» Work instruction: Where the records below show the word "rocky" in a line, please copy that line.

[Input — start]

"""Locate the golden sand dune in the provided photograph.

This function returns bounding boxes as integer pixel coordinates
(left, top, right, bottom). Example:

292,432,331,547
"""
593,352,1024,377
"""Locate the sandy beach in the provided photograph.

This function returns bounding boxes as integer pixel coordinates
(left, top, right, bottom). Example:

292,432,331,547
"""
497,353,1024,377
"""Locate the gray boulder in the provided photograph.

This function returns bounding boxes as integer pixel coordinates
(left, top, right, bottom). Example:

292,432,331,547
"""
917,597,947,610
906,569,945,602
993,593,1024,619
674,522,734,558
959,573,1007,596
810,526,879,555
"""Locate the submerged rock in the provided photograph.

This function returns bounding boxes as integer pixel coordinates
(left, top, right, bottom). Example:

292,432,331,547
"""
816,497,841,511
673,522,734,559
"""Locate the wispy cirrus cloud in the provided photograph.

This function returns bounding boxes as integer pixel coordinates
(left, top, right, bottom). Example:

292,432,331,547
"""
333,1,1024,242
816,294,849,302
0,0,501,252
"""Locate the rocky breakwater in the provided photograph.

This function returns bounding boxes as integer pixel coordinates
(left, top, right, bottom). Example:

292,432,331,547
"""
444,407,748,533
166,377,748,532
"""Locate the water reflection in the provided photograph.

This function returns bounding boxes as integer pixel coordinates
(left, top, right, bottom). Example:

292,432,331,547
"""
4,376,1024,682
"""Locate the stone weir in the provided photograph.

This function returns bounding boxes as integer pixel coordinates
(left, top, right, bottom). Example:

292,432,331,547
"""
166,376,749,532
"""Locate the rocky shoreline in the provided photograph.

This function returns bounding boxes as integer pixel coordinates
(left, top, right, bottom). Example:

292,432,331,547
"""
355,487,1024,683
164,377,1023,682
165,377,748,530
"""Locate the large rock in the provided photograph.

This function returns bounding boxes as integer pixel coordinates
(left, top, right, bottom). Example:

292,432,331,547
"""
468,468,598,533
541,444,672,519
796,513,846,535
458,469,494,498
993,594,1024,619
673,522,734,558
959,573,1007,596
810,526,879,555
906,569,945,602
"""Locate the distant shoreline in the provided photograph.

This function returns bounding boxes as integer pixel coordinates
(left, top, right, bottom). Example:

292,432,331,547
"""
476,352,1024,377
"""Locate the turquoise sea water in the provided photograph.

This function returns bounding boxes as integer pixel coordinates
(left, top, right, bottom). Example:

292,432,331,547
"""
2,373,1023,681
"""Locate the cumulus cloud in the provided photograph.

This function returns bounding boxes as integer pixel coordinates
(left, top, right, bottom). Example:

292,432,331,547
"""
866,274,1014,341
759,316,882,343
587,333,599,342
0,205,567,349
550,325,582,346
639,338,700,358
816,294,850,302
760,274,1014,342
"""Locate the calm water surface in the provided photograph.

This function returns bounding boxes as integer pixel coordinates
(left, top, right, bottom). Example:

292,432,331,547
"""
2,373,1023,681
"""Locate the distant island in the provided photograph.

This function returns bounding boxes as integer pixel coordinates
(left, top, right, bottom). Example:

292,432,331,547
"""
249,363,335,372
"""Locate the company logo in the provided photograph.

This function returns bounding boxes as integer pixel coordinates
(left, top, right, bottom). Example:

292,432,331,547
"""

[Input — finish]

» Problem solution:
"""Locate the rocky breakwater in the provided photograph.
"""Locate the rocky shoreline in the provided photograph.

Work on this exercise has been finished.